-- begin GIVEN DATA --
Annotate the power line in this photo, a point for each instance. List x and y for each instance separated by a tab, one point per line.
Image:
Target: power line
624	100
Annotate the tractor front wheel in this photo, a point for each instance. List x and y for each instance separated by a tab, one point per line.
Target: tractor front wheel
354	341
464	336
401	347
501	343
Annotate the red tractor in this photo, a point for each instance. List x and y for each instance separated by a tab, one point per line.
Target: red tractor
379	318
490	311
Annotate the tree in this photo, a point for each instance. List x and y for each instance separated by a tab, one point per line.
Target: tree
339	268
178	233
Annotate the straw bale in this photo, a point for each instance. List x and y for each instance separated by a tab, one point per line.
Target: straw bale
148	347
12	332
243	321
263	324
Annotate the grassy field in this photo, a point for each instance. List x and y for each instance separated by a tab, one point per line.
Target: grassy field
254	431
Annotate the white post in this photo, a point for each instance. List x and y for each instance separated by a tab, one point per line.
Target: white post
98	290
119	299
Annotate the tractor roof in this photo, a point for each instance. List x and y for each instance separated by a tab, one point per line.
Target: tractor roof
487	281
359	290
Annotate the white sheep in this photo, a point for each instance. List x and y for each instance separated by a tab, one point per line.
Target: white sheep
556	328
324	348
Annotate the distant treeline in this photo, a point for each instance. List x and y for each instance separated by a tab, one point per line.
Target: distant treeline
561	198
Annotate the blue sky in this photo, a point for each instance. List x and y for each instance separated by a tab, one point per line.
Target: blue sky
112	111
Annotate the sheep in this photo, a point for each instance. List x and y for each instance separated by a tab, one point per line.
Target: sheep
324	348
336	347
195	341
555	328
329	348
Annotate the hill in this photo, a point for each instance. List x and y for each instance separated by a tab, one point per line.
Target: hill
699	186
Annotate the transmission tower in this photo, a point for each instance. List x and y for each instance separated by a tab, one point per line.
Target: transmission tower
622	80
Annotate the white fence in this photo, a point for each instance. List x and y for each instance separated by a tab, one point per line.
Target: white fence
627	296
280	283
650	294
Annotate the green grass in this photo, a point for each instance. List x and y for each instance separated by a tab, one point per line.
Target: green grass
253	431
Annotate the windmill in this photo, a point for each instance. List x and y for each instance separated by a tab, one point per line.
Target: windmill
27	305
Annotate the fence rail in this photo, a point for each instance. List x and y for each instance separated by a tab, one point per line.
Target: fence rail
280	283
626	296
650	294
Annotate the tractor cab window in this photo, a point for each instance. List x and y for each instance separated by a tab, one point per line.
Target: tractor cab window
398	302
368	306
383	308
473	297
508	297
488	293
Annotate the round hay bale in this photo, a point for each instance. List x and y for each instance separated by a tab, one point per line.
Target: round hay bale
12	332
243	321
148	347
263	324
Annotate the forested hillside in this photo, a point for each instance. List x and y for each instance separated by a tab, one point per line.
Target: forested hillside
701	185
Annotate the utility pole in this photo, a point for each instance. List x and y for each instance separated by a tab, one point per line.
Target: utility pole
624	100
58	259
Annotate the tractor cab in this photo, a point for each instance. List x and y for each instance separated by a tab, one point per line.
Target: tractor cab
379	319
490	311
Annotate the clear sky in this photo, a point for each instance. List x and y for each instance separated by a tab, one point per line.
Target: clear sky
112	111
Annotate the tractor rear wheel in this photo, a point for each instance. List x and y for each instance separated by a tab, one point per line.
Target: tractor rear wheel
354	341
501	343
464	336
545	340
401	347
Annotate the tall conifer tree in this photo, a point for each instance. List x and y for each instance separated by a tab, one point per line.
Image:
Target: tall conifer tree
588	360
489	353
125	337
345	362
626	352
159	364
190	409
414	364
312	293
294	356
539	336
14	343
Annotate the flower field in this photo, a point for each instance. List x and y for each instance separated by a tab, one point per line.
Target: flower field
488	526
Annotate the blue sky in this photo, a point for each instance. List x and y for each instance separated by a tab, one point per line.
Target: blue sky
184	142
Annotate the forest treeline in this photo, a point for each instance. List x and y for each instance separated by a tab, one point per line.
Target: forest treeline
-- end GIVEN DATA --
*WHAT YOU NEED TO DO*: Give back the whole listing exactly as it reads.

*PROBLEM SOLUTION*:
Annotate the power line in this photo, a point for each instance. List x and y for each instance separated by a tab, one point per line.
Image:
Target: power line
624	100
Annotate the tractor front wheel in this photo, a point for each instance. List x and y for each instance separated by a tab, one point per line.
Target: tractor front wheel
354	341
464	336
401	347
501	343
Annotate the red tractor in this photo, a point for each instance. List x and y for each instance separated by a tab, one point per line.
Target: red tractor
379	318
490	311
Annotate the tree in this photo, a point for each instance. List x and y for each instance separated by a tab, one point per line.
Target: tree
339	268
178	233
Annotate the straw bale in this photo, a point for each instance. List x and y for each instance separated by a tab, one point per line.
Target: straw bale
148	347
12	332
243	321
263	324
Annotate the grassy field in this photo, a point for each instance. List x and y for each instance separated by a tab, one point per line.
Target: grassy field
254	431
Annotate the white post in this photo, a point for each instance. List x and y for each instance separated by a tab, one point per line.
Target: white post
98	290
119	299
Annotate the tractor roof in this photo, a point for each instance. List x and y for each instance separated by a tab, one point per line.
Target: tractor roof
487	281
359	290
Annotate the white sheep in this photo, a point for each instance. List x and y for each instance separated by a tab, one point per line.
Target: white sheep
556	328
324	348
Annotate the distant treeline in this photo, a point for each instance. List x and y for each instance separated by a tab, one point per line.
Target: distant treeline
561	198
Annotate the blue sky in this photo, a point for each instance. List x and y for each instance separated by a tab, one point per line.
Target: blue sky
112	111
Annotate the sheep in this photo, a point for each instance. List x and y for each instance separated by a tab, one point per line.
Target: sheep
324	348
336	347
195	341
555	328
329	348
Annotate the hill in this photo, a point for each instance. List x and y for each instance separated by a tab, one point per line.
Target: hill
699	186
Annotate the transmission tower in this photo, a point for each instance. List x and y for each instance separated by a tab, one point per line.
Target: transmission tower
622	80
Annotate the white fence in this photo, a point for each instance. List x and y for each instance separated by a tab, one point per line.
Target: white fence
627	296
280	283
650	294
Annotate the green grass in this photo, a point for each instance. List x and y for each instance separated by a tab, one point per line.
Target: green grass
253	431
Annotate the windmill in this photo, a point for each instance. List x and y for each instance separated by a tab, one point per line.
Target: windmill
27	305
Annotate the fence rail in this photo, a point for each instance. List x and y for each instance separated by a tab, one point per line.
Target: fence rail
280	283
626	296
650	294
Annotate the tractor cab window in this photo, a point for each instance. List x and y for each instance separated by a tab, one point per line.
Target: tractor cab window
398	302
368	306
383	308
473	297
508	297
488	293
Annotate the round hay bale in this photo, a point for each instance. List x and y for each instance separated by a tab, one point per line.
Target: round hay bale
12	332
243	321
148	347
263	324
Annotate the forested hillside in this photo, a point for each instance. List x and y for each instance separated by a tab, one point per line.
Target: forested hillside
701	185
Annotate the utility pole in this photo, a point for each instance. List x and y for each instance separated by a tab, one point per line.
Target: utility pole
624	100
58	259
Annotate the tractor cab in this photo, a point for each instance. List x and y for each instance separated by a tab, one point per line.
Target: tractor cab
379	319
490	311
Annotate the clear sky in this photo, a point for each instance. List x and y for each instance separated by a tab, one point per line.
Target: clear sky
112	111
Annotate the tractor rear wheel in this photo, a point for each instance. List x and y for each instance separated by a tab, one point per line.
Target: tractor rear wheel
354	341
501	343
464	336
545	340
401	347
Annotate the tall conifer tree in this photo, a point for each instance. List x and y for each instance separated by a tab, one point per line.
Image:
Target: tall conifer tree
588	360
489	353
125	337
345	362
626	352
159	364
190	409
414	364
312	293
294	356
539	336
14	343
Annotate the flower field in this photo, a point for each instance. List x and y for each instance separated by a tab, one point per line.
Target: flower field
488	526
Annotate the blue sky in this photo, a point for each instance. List x and y for each instance separated by a tab, one point per line.
Target: blue sky
184	142
Annotate the forest treeline in this photo, a point for each instance. List x and y for each instance separated by a tab, one point per line.
Target: forest treeline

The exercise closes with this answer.